> **SOURCE DATA**:

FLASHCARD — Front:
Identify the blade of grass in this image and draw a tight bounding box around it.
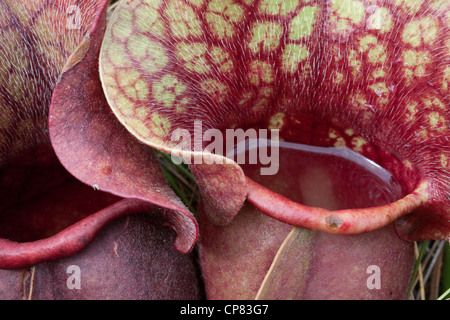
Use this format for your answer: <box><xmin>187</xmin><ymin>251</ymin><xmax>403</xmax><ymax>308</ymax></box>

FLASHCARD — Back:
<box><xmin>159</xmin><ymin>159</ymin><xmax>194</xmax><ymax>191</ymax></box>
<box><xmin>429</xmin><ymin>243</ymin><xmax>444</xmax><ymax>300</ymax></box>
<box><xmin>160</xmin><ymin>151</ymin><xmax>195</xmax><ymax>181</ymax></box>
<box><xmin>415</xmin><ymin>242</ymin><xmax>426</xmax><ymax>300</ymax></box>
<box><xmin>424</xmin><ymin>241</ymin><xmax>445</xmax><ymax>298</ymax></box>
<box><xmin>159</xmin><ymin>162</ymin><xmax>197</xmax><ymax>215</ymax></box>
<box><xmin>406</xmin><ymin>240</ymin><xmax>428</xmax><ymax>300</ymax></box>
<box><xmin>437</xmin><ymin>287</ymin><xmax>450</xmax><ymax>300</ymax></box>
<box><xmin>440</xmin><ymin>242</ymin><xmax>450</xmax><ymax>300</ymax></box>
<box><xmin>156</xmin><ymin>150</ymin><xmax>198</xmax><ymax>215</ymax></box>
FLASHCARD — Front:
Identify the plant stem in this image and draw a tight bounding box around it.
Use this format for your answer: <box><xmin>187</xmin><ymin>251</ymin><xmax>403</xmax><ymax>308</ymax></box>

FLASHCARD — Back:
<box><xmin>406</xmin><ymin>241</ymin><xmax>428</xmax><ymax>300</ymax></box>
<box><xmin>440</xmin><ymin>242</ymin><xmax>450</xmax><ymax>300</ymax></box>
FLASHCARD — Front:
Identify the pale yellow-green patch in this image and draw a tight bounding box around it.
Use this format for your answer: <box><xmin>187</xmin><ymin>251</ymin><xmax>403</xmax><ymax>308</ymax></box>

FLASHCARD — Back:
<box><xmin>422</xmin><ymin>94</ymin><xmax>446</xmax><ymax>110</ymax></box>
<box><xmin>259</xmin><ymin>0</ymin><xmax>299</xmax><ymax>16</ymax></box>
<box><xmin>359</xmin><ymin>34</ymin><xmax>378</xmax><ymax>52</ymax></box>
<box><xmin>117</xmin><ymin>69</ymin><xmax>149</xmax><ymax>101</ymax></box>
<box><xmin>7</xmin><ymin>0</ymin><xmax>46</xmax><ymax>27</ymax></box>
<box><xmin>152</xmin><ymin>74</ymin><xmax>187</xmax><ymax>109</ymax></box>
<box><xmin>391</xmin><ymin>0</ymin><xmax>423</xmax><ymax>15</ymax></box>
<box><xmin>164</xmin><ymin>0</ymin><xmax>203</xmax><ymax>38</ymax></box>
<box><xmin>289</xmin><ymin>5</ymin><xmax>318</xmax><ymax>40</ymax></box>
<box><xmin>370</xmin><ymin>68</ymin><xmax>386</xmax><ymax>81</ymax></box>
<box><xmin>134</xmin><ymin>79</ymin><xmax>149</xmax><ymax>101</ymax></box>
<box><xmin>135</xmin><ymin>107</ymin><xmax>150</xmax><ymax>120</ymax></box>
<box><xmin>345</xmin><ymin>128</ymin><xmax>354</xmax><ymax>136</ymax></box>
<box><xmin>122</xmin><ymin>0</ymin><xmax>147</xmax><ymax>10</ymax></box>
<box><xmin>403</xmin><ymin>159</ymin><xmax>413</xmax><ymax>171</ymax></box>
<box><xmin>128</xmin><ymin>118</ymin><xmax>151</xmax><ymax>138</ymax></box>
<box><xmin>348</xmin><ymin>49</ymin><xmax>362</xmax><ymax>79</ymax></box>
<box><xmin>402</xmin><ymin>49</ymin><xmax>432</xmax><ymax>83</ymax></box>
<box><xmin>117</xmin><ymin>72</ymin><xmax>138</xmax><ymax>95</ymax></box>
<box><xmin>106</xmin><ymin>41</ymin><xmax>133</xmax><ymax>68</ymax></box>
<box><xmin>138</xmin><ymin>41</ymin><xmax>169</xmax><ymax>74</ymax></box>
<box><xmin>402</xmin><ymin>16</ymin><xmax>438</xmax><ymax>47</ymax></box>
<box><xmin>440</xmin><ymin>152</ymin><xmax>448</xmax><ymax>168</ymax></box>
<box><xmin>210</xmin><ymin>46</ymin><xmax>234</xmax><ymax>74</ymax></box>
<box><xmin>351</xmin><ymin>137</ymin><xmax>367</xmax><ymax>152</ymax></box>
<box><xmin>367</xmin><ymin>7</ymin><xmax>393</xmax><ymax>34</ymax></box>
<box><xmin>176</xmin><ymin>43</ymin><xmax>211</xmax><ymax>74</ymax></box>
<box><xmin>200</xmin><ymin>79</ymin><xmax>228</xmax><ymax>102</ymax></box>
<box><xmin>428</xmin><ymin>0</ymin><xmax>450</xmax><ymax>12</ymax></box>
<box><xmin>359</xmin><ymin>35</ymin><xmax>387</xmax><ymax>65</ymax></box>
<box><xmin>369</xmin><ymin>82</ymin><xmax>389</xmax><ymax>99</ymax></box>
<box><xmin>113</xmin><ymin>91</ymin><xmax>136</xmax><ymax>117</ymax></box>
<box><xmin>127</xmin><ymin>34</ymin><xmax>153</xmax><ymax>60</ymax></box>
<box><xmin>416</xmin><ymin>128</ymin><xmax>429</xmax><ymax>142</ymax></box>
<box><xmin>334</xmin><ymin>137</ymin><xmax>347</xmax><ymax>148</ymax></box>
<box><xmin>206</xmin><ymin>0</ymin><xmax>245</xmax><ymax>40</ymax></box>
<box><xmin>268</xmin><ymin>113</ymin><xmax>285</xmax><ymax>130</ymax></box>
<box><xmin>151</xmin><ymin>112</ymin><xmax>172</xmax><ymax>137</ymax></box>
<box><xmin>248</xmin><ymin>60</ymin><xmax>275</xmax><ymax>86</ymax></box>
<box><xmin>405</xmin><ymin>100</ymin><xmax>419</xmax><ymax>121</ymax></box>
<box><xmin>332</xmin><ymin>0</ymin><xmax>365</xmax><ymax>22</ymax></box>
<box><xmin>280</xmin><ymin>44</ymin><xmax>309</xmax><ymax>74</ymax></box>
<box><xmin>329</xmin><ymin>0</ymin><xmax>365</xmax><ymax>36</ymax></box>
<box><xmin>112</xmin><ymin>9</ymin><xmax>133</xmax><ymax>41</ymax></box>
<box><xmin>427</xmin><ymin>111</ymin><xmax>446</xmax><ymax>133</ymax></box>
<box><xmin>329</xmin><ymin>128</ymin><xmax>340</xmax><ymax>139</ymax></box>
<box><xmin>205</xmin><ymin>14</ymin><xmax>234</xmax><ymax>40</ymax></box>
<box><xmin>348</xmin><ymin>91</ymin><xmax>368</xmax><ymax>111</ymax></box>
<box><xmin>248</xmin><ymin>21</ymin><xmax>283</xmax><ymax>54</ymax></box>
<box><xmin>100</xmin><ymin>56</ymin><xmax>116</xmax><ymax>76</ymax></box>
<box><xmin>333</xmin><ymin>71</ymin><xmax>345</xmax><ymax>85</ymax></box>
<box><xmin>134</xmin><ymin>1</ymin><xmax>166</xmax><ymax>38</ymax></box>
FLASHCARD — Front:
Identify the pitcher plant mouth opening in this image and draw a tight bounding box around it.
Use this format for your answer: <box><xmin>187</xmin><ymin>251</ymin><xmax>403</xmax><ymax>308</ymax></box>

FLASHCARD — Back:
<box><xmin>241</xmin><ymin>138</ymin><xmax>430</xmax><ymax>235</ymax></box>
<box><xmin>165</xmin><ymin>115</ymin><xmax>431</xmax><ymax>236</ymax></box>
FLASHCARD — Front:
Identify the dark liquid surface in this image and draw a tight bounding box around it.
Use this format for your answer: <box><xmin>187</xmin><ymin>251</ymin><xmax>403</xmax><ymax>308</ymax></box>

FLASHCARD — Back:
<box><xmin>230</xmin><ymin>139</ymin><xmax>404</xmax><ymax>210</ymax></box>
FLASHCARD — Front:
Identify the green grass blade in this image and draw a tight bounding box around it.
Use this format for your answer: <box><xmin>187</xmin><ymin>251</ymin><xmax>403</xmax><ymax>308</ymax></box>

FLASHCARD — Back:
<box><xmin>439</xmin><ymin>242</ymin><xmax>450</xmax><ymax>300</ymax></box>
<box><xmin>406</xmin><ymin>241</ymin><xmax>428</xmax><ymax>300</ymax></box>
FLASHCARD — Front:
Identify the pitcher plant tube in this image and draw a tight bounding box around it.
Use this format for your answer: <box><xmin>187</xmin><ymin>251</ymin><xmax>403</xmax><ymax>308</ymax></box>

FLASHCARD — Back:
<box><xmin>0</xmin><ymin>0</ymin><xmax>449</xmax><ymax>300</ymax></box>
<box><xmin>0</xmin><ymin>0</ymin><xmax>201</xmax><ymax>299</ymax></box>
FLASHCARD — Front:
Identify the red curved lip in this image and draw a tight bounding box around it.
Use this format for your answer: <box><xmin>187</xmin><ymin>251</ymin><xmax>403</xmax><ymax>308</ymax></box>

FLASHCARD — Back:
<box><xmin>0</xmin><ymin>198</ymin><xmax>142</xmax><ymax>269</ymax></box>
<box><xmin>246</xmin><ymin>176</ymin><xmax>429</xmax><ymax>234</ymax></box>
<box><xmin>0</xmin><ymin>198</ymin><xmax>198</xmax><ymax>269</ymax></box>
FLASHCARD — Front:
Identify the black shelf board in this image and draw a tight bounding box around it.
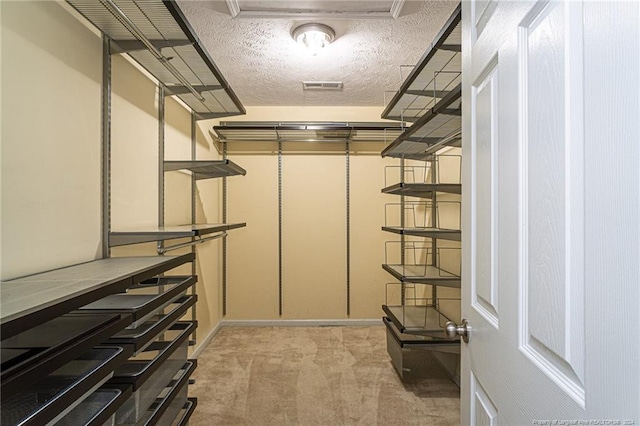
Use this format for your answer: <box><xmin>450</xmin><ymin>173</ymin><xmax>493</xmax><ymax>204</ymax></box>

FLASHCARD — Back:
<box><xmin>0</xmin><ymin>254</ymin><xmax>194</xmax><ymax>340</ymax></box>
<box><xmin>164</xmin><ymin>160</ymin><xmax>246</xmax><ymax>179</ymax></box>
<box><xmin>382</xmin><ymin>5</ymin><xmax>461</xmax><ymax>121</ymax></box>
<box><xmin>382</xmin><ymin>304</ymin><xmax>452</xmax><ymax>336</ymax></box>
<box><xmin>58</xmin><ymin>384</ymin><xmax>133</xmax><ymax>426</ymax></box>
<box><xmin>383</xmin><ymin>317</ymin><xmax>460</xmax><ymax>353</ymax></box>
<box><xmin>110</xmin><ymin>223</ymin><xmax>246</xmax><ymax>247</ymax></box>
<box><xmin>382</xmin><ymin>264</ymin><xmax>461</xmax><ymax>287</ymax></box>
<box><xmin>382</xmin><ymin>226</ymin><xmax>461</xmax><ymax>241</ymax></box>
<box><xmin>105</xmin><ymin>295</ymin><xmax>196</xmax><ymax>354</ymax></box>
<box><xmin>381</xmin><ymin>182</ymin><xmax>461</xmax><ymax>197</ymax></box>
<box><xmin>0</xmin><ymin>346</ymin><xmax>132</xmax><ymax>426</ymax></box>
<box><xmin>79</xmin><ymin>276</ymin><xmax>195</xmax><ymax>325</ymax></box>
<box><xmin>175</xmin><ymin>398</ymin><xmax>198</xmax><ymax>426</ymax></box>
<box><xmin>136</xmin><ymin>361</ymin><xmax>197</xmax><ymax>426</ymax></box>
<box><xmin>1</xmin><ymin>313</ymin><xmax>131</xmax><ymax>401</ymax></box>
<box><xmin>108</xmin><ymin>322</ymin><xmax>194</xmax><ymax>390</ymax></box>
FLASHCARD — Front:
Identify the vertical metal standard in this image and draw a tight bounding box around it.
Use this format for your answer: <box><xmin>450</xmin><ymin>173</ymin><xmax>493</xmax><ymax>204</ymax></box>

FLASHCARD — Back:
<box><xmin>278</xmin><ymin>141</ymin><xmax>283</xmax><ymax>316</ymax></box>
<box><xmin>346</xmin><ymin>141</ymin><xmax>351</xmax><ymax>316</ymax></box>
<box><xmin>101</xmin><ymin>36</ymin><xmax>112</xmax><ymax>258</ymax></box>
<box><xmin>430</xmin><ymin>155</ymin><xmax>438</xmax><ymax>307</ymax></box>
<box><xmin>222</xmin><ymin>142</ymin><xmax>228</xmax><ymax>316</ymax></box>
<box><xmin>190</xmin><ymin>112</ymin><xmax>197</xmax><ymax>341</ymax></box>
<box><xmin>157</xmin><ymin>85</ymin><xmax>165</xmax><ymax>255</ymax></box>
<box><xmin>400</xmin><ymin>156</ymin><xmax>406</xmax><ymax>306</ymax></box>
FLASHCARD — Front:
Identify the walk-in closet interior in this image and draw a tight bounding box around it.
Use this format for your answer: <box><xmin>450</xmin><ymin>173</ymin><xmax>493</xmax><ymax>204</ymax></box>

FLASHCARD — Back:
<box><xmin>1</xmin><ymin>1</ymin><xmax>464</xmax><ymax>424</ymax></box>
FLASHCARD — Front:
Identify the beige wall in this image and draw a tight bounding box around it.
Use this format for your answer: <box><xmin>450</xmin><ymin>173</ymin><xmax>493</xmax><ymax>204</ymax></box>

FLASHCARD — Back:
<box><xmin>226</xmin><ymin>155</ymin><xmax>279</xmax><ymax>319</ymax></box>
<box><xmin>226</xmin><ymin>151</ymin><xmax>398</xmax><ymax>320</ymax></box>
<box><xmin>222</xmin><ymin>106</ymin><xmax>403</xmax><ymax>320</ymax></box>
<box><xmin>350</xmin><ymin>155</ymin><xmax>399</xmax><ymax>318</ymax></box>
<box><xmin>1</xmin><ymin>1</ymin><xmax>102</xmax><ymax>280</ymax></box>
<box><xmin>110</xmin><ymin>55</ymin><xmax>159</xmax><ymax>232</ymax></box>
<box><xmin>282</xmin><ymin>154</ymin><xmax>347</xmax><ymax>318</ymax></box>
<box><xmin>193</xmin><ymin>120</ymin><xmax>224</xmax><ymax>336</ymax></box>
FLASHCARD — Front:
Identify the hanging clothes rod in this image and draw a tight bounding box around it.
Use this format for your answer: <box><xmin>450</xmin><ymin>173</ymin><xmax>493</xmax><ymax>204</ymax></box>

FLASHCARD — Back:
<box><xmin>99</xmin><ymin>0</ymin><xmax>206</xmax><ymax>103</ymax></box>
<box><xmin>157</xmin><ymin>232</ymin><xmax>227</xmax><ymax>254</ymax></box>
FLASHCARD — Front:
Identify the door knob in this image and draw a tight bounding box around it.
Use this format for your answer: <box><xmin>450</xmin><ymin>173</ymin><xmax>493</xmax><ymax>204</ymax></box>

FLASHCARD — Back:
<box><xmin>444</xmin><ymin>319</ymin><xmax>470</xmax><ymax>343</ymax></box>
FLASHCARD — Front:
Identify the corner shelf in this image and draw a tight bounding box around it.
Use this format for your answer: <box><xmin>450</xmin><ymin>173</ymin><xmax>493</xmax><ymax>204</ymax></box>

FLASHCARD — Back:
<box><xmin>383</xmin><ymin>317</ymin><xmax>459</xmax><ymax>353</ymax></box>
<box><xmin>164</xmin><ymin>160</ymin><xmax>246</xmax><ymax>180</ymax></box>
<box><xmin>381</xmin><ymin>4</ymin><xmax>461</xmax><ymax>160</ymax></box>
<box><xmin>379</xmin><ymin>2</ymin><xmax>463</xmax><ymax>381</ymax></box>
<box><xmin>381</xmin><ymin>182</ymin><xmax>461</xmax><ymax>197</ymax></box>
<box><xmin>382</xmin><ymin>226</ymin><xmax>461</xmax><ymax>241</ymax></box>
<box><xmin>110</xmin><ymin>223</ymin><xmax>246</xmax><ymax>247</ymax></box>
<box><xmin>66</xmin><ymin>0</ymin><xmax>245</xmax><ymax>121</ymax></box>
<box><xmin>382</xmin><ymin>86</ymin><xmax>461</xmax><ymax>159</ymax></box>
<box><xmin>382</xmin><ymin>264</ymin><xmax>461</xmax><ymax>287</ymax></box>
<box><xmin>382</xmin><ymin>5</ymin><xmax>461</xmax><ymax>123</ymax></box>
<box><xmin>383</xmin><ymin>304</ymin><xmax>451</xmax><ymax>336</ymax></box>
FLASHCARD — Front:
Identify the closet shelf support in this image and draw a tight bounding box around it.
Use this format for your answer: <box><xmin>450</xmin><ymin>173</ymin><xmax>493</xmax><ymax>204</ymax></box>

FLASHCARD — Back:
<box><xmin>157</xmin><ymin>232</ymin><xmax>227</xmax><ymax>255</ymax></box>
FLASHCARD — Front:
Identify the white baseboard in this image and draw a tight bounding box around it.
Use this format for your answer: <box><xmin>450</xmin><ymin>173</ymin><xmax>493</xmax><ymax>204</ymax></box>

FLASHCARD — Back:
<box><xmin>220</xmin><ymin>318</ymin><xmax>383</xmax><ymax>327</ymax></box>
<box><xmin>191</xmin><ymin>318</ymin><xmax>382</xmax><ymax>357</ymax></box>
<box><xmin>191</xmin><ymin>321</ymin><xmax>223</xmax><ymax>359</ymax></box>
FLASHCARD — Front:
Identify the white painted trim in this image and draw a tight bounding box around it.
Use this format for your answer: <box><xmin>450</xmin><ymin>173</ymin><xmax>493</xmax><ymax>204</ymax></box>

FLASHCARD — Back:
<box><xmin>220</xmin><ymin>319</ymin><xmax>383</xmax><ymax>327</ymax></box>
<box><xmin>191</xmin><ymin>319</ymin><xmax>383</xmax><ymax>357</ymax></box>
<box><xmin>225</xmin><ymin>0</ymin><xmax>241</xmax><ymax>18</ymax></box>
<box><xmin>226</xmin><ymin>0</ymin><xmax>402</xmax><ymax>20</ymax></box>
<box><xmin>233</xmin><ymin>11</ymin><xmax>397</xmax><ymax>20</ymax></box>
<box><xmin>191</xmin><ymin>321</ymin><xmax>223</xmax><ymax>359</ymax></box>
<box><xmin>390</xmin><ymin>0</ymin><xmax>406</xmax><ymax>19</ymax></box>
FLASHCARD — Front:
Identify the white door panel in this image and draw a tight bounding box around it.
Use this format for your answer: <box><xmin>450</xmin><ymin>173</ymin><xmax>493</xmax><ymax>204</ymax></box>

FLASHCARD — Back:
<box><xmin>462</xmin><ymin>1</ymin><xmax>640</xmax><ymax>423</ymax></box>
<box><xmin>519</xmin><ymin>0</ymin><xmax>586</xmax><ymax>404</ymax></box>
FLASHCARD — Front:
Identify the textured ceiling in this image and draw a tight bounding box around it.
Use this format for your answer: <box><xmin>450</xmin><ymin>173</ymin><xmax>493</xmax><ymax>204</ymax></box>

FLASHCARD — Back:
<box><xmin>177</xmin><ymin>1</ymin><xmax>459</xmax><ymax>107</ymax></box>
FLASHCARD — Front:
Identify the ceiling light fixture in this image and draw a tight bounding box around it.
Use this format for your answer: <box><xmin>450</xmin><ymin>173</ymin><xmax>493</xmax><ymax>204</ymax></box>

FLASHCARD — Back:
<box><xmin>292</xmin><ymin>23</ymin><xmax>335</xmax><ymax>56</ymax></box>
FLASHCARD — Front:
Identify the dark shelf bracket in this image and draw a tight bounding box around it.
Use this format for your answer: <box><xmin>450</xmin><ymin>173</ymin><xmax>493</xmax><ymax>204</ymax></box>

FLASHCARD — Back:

> **REQUIREMENT**: Find out how many lines in the listing contain the word "blade", and respond with that number only.

> **YOUR RESPONSE**: 2